* What is expected *
Write out the data word for word, taking care that no picture is carried over.

* Data for processing *
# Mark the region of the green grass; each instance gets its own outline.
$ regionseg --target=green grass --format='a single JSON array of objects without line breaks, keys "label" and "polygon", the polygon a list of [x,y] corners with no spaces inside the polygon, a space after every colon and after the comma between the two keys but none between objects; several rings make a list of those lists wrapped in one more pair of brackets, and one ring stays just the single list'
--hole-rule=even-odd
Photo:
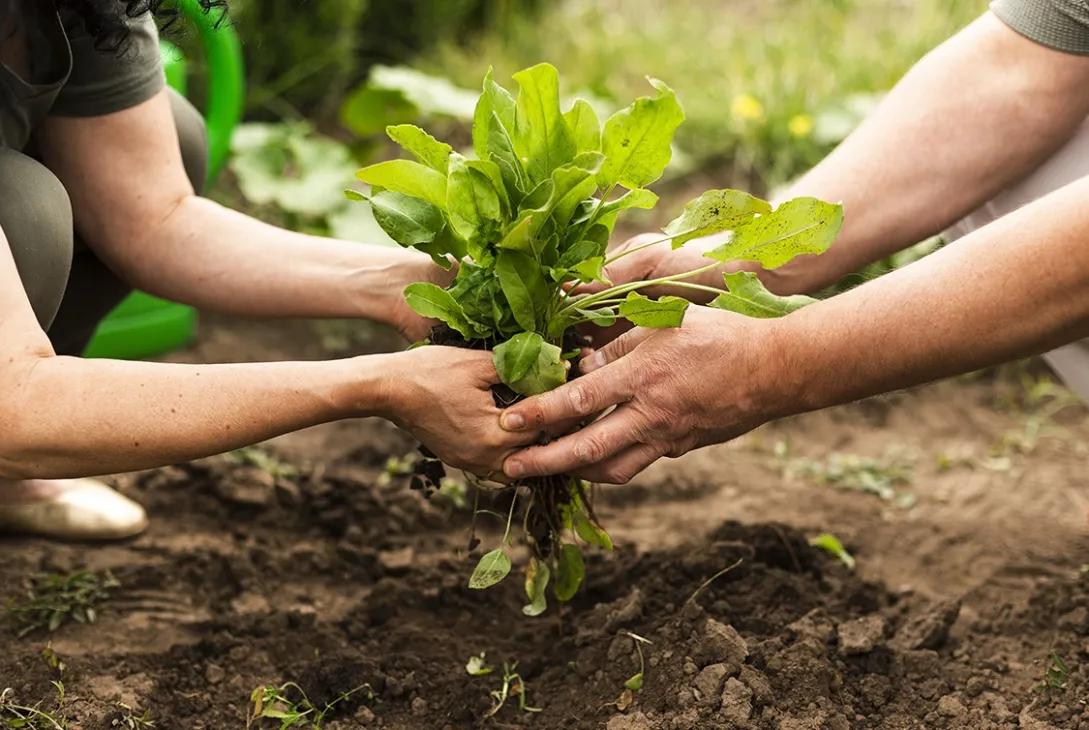
[{"label": "green grass", "polygon": [[[778,184],[817,162],[844,122],[986,0],[567,0],[539,17],[502,15],[472,44],[450,41],[416,65],[476,88],[531,64],[557,66],[567,94],[606,101],[660,78],[684,104],[678,146],[705,165]],[[841,128],[837,130],[838,128]],[[735,184],[741,184],[735,183]],[[755,183],[754,183],[755,184]]]},{"label": "green grass", "polygon": [[118,587],[109,571],[40,573],[29,582],[23,595],[11,599],[7,608],[20,637],[39,630],[52,633],[69,620],[93,624]]}]

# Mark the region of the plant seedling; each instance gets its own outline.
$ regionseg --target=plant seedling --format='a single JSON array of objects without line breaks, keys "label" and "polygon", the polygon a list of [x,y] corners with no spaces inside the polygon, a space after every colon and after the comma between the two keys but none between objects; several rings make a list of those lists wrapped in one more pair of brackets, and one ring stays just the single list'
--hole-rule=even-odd
[{"label": "plant seedling", "polygon": [[809,544],[824,550],[836,560],[846,565],[849,570],[855,569],[854,556],[847,552],[847,548],[843,547],[843,543],[832,533],[823,532],[820,535],[811,538]]},{"label": "plant seedling", "polygon": [[8,612],[21,626],[19,637],[39,629],[52,633],[68,619],[93,624],[99,610],[119,586],[109,571],[101,575],[86,570],[69,575],[40,573],[30,582],[23,597],[8,602]]},{"label": "plant seedling", "polygon": [[151,710],[144,710],[143,714],[137,714],[138,710],[135,710],[124,702],[118,702],[117,707],[121,710],[121,716],[114,718],[110,723],[110,727],[122,728],[123,730],[154,730],[155,721],[151,719]]},{"label": "plant seedling", "polygon": [[484,663],[484,652],[480,652],[477,656],[469,657],[469,661],[465,664],[465,671],[473,677],[483,677],[494,670]]},{"label": "plant seedling", "polygon": [[643,689],[643,674],[646,672],[646,664],[643,663],[643,644],[649,645],[651,641],[649,639],[644,639],[638,634],[633,634],[630,631],[625,631],[624,633],[630,636],[632,641],[635,642],[635,651],[639,654],[639,673],[633,675],[631,679],[624,683],[624,689],[638,692]]},{"label": "plant seedling", "polygon": [[[639,327],[680,327],[689,303],[639,293],[649,286],[709,291],[715,295],[709,306],[750,317],[779,317],[815,301],[776,296],[748,272],[725,274],[725,289],[688,281],[734,261],[774,269],[800,254],[823,253],[843,223],[840,205],[796,198],[773,207],[737,190],[711,190],[691,201],[656,242],[679,248],[725,234],[705,254],[706,265],[614,286],[605,268],[633,252],[607,252],[617,218],[657,203],[647,186],[672,159],[684,110],[672,89],[649,79],[652,96],[602,124],[584,100],[561,110],[559,76],[549,64],[520,71],[514,81],[517,95],[490,71],[485,77],[471,153],[456,152],[419,127],[390,126],[390,138],[414,159],[363,168],[356,177],[369,192],[348,193],[370,203],[375,221],[398,244],[444,268],[457,264],[448,287],[416,283],[405,297],[420,315],[441,322],[427,342],[492,351],[502,380],[493,389],[497,404],[508,406],[577,377],[579,325],[625,319]],[[431,481],[439,480],[431,475]],[[561,603],[578,591],[585,572],[581,545],[609,549],[612,541],[594,514],[592,490],[573,476],[505,488],[527,495],[522,531],[533,556],[525,612],[535,616],[546,608],[549,584]],[[485,554],[470,585],[498,583],[509,562],[501,549]]]},{"label": "plant seedling", "polygon": [[492,690],[491,695],[494,704],[492,705],[492,709],[488,710],[487,714],[484,715],[484,719],[495,717],[496,713],[503,709],[503,705],[505,705],[507,700],[511,697],[518,698],[518,709],[522,712],[541,711],[540,707],[531,707],[529,705],[529,700],[527,699],[529,688],[526,687],[526,683],[521,675],[515,673],[514,670],[517,669],[517,667],[517,662],[503,665],[503,686],[499,689]]},{"label": "plant seedling", "polygon": [[23,730],[68,730],[68,718],[64,714],[64,685],[53,682],[57,690],[57,709],[48,712],[41,702],[33,706],[20,704],[15,690],[10,687],[0,692],[0,728]]},{"label": "plant seedling", "polygon": [[243,446],[241,449],[228,452],[226,457],[235,464],[252,466],[277,479],[290,479],[299,473],[298,469],[291,464],[280,461],[275,455],[256,446]]},{"label": "plant seedling", "polygon": [[[298,701],[291,700],[286,694],[289,690],[297,692],[301,699]],[[279,730],[289,730],[289,728],[321,730],[325,723],[325,717],[334,707],[360,692],[366,692],[368,700],[374,699],[371,686],[363,684],[345,692],[319,710],[303,692],[302,687],[294,682],[287,682],[279,687],[272,684],[263,685],[250,693],[253,708],[246,718],[246,727],[250,728],[258,720],[267,718],[279,722]]]},{"label": "plant seedling", "polygon": [[1052,690],[1065,690],[1066,683],[1070,678],[1070,670],[1066,666],[1066,662],[1051,651],[1047,655],[1047,662],[1044,664],[1044,677],[1038,685],[1033,687],[1033,691],[1050,692]]}]

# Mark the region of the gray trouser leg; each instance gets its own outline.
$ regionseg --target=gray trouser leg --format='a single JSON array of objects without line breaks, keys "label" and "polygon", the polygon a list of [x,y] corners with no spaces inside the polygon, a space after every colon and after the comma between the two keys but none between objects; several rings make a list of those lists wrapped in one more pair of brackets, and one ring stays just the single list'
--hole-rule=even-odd
[{"label": "gray trouser leg", "polygon": [[[1089,175],[1089,119],[1043,165],[1011,185],[944,233],[955,241],[1018,208]],[[1085,244],[1089,246],[1089,241]],[[1068,388],[1089,402],[1089,341],[1081,340],[1044,355]]]},{"label": "gray trouser leg", "polygon": [[[204,119],[170,92],[182,161],[200,193],[208,169]],[[131,292],[79,240],[72,205],[60,181],[44,165],[0,149],[0,228],[38,322],[61,355],[79,355],[98,323]]]}]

* Response box *
# Mark the region of the green grass; each instance gets its own outline.
$ regionseg --target=green grass --format='a single JSON array of objects without line breaks, keys "label" and "polygon", the polygon a list of [x,y] corners with no spaces inside the polygon, a space after every colon and after the comma between the two keys but none between objects; several rings make a list of those lists wrapped in one more pair of brackets, and one ring stays just the single list'
--hole-rule=even-odd
Photo:
[{"label": "green grass", "polygon": [[[778,184],[817,162],[844,122],[986,0],[567,0],[539,17],[502,15],[472,44],[450,41],[416,65],[476,88],[531,64],[557,66],[567,94],[606,101],[660,78],[684,104],[678,146],[705,165]],[[841,128],[837,130],[838,128]],[[735,184],[741,184],[735,183]],[[755,183],[754,183],[755,184]]]},{"label": "green grass", "polygon": [[118,587],[109,571],[40,573],[29,582],[23,595],[11,599],[7,608],[20,637],[39,630],[52,633],[69,620],[93,624]]}]

# Mark the region of the plant seedling; each instance gets its own outline.
$ regionseg --target=plant seedling --format='a single JSON array of objects without line breaks, keys "label" and "polygon", the polygon a list of [x,y] corners with no spaces inside the polygon, a space after every colon and after the comma between the two keys but none between objects; several rings make a list of those lists wrapped in one more pair of brackets, and one ring stays just the single list'
--hole-rule=even-odd
[{"label": "plant seedling", "polygon": [[809,544],[824,550],[836,560],[846,565],[849,570],[855,569],[854,556],[847,552],[847,548],[843,547],[843,543],[832,533],[823,532],[820,535],[811,538]]},{"label": "plant seedling", "polygon": [[8,612],[21,626],[19,637],[39,629],[52,633],[68,619],[93,624],[99,610],[119,586],[109,571],[101,575],[86,570],[69,575],[40,573],[30,582],[23,597],[8,602]]},{"label": "plant seedling", "polygon": [[151,710],[144,710],[143,714],[137,714],[138,710],[135,710],[124,702],[118,702],[117,707],[121,710],[121,716],[114,718],[110,723],[110,727],[122,728],[123,730],[154,730],[155,721],[151,719]]},{"label": "plant seedling", "polygon": [[484,663],[484,652],[480,652],[477,656],[469,657],[469,661],[465,664],[465,671],[473,677],[483,677],[494,670]]},{"label": "plant seedling", "polygon": [[643,689],[643,674],[646,672],[646,664],[643,663],[643,644],[649,645],[651,641],[649,639],[644,639],[638,634],[633,634],[630,631],[625,631],[624,633],[630,636],[632,641],[635,642],[635,651],[639,654],[639,673],[633,675],[631,679],[624,683],[624,689],[638,692]]},{"label": "plant seedling", "polygon": [[[639,327],[680,327],[689,303],[639,293],[649,286],[709,291],[715,295],[709,306],[750,317],[779,317],[815,301],[776,296],[748,272],[725,274],[725,289],[688,281],[734,261],[774,269],[800,254],[823,253],[843,223],[840,205],[796,198],[773,207],[737,190],[711,190],[691,201],[656,242],[679,248],[725,234],[705,254],[706,265],[614,286],[605,268],[633,252],[607,252],[617,218],[657,203],[647,186],[672,159],[684,110],[672,89],[649,79],[652,96],[602,124],[584,100],[561,110],[559,76],[549,64],[520,71],[514,81],[517,95],[490,71],[485,77],[471,153],[456,152],[419,127],[390,126],[390,138],[414,159],[363,168],[356,177],[369,192],[348,193],[370,203],[375,221],[398,244],[444,268],[457,264],[448,287],[416,283],[405,297],[420,315],[441,322],[427,342],[492,351],[502,380],[493,389],[497,404],[508,406],[577,377],[579,325],[625,319]],[[431,481],[439,480],[431,475]],[[561,603],[578,591],[585,572],[581,545],[609,549],[612,541],[594,514],[592,490],[573,476],[505,488],[527,495],[522,531],[533,556],[525,612],[535,616],[546,608],[549,584]],[[485,554],[470,585],[498,583],[509,562],[501,549]]]},{"label": "plant seedling", "polygon": [[492,690],[491,695],[494,704],[492,705],[492,709],[488,710],[487,714],[484,715],[484,719],[495,717],[496,713],[503,709],[503,705],[505,705],[507,700],[511,697],[518,698],[518,709],[522,712],[541,711],[540,707],[531,707],[529,705],[529,700],[527,699],[529,688],[526,687],[526,683],[521,675],[515,673],[514,670],[517,669],[517,667],[517,662],[503,665],[503,686],[499,689]]},{"label": "plant seedling", "polygon": [[23,730],[68,730],[68,718],[64,714],[64,685],[53,682],[57,690],[57,709],[48,712],[41,702],[33,706],[20,704],[15,690],[10,687],[0,692],[0,728]]},{"label": "plant seedling", "polygon": [[243,446],[241,449],[228,452],[226,457],[235,464],[252,466],[277,479],[290,479],[299,473],[298,469],[291,464],[280,461],[275,455],[256,446]]},{"label": "plant seedling", "polygon": [[[298,701],[291,700],[286,694],[289,690],[297,692],[301,699]],[[279,730],[289,730],[289,728],[321,730],[325,723],[325,717],[334,707],[360,692],[366,692],[368,700],[374,699],[371,686],[363,684],[345,692],[319,710],[303,692],[302,687],[294,682],[287,682],[279,687],[272,684],[263,685],[250,693],[253,708],[246,718],[246,727],[250,728],[258,720],[267,718],[279,722]]]},{"label": "plant seedling", "polygon": [[1052,690],[1065,690],[1066,683],[1070,678],[1070,670],[1066,666],[1066,662],[1051,651],[1047,655],[1047,662],[1044,664],[1044,677],[1038,685],[1033,687],[1033,691],[1050,692]]}]

# Mark the region of the gray trouser leg; each instance gets its own outline.
$ regionseg --target=gray trouser leg --format='a single JSON array of objects without line breaks, keys "label" and "polygon", the polygon a list of [x,y] corners with no spaces inside the polygon, a space after every colon and after the comma between the two keys but none between objects; several rings make a list of those lists wrapped in one more pair of brackets, and one ring stays just the single list'
--hole-rule=even-odd
[{"label": "gray trouser leg", "polygon": [[[1089,175],[1089,119],[1043,165],[1011,185],[944,233],[955,241],[1018,208]],[[1085,244],[1089,246],[1089,241]],[[1068,388],[1089,402],[1089,341],[1081,340],[1044,355]]]},{"label": "gray trouser leg", "polygon": [[[204,119],[170,92],[182,161],[200,193],[208,169]],[[131,292],[79,240],[72,205],[60,181],[44,165],[0,149],[0,228],[38,322],[61,355],[79,355],[98,323]]]}]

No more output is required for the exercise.